Written problem
Reproduce the stretch of the news report on the Michaela Garecht case from "The authorities in" through "case filings said." word for word.

Page excerpt
>> Start

Witnesses saw Michaela Garecht kidnapped in Northern California in 1988. This week the authorities charged an incarcerated man with murder during a kidnapping.
For more than 30 years, the kidnapping of a 9-year-old girl, Michaela Garecht, has remained a mystery in Northern California, a crime witnessed by only a few people, including a child who was her best friend.
Michaela was never seen again after she was taken from a parking lot in 1988. But now the authorities believe they are closer to solving her disappearance, after decades pursuing a trail that they say has led to a man already in prison for murder.
The authorities in Alameda County said the man, David Emery Misch, 59, appeared in Superior Court of California on Tuesday on charges of murder during a kidnapping in the Garecht case. Held in Santa Rita Jail in Dublin, Calif., east of the San Francisco Bay, he faces “special circumstance” charges, which can carry a sentence of death or life in prison without the possibility of parole, because of his conviction for the 1989 murder of a woman in the Hayward area, case filings said.
Ernie Castillo, Mr. Misch’s lawyer, said in a statement that he “denies the allegations against him and will fight these charges."
“No one in his family believes David would hurt or kill a child,” Mr. Castillo said, adding that a defense team would seek to “root out any junk science” used in the case, “expose bias on the part of the police departments and get to the bottom of what happened.”
The child’s remains have not been found, investigators said. But the Alameda County district attorney said that bringing charges in the case could at least offer some hope for justice.
“The kidnap and murder of a child is horrific,” the district attorney, Nancy O’Malley, said in a statement announcing the charges on Monday. “The pain to the family and friends is indescribable, especially when their child is not found.”
After the charges were announced, Michaela’s mother, Sharon Murch, released a statement saying that she had, in the last year, “come to a place of accepting that Michaela was probably no longer alive.”
“What I did not envision was my daughter as a dead child,” Ms. Murch continued. “It was only when I heard this news, that this vision of reality appeared, and I honestly have not figured out what to do with it.”
She said that she had asked detectives about Mr. Misch’s history of violence. “If Michaela could experience it, I could hear it,” she said, adding, “The thoughts of her fear, her pain, her grief, are overwhelming.”

>> End

Raw data
>> Start

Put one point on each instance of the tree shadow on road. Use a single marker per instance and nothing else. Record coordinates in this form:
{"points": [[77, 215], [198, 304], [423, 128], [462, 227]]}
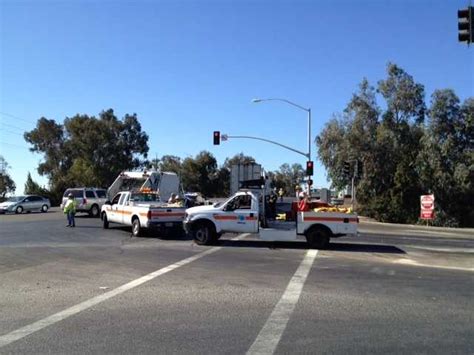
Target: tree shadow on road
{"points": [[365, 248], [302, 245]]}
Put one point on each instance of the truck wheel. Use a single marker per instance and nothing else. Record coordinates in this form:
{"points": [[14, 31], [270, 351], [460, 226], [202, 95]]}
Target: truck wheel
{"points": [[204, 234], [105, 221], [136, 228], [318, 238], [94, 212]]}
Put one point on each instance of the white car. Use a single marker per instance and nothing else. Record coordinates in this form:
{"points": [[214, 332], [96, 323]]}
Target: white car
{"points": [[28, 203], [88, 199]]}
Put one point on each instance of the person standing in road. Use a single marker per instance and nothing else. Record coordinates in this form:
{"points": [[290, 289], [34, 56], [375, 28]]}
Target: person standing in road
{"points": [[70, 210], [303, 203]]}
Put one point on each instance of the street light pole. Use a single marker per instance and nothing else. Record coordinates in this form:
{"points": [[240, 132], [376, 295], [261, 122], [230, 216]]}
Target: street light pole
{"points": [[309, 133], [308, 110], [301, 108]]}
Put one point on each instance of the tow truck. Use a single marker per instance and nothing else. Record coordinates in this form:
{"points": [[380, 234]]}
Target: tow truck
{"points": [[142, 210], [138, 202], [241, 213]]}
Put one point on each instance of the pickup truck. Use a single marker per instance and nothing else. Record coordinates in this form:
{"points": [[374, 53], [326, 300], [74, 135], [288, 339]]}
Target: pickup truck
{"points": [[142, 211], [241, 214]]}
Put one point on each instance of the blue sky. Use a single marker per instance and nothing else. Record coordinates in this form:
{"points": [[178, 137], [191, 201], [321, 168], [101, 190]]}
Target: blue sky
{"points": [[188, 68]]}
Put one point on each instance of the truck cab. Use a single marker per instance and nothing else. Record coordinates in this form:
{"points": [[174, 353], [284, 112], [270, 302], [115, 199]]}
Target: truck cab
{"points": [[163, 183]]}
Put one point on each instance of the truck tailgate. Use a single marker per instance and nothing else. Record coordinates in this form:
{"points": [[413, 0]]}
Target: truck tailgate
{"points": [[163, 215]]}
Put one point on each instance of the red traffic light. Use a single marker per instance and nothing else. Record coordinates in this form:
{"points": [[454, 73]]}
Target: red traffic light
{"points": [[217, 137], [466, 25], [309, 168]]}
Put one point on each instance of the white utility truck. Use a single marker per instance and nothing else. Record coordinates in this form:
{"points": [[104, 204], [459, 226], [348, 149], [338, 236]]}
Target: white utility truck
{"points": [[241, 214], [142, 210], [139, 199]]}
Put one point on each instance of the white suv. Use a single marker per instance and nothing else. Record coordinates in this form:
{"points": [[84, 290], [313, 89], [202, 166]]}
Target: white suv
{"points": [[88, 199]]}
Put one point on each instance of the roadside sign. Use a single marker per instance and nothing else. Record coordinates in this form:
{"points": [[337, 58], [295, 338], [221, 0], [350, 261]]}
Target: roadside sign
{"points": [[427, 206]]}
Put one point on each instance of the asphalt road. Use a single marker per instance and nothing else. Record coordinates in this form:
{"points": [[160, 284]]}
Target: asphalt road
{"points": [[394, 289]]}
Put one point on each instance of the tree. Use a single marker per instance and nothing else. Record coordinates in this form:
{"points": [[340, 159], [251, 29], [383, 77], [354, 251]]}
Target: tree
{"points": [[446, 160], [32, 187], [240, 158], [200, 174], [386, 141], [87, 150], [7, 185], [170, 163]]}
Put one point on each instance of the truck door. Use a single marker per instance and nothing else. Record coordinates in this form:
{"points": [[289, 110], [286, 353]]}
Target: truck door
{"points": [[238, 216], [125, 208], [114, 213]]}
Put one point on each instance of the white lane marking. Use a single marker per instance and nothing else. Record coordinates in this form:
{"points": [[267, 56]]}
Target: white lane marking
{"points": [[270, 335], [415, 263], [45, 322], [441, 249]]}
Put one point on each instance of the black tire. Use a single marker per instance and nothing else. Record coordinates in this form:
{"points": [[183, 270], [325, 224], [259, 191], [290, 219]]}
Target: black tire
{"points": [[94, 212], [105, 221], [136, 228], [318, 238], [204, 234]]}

>> End

Problem solution
The authorities in Alameda County said the man, David Emery Misch, 59, appeared in Superior Court of California on Tuesday on charges of murder during a kidnapping in the Garecht case. Held in Santa Rita Jail in Dublin, Calif., east of the San Francisco Bay, he faces “special circumstance” charges, which can carry a sentence of death or life in prison without the possibility of parole, because of his conviction for the 1989 murder of a woman in the Hayward area, case filings said.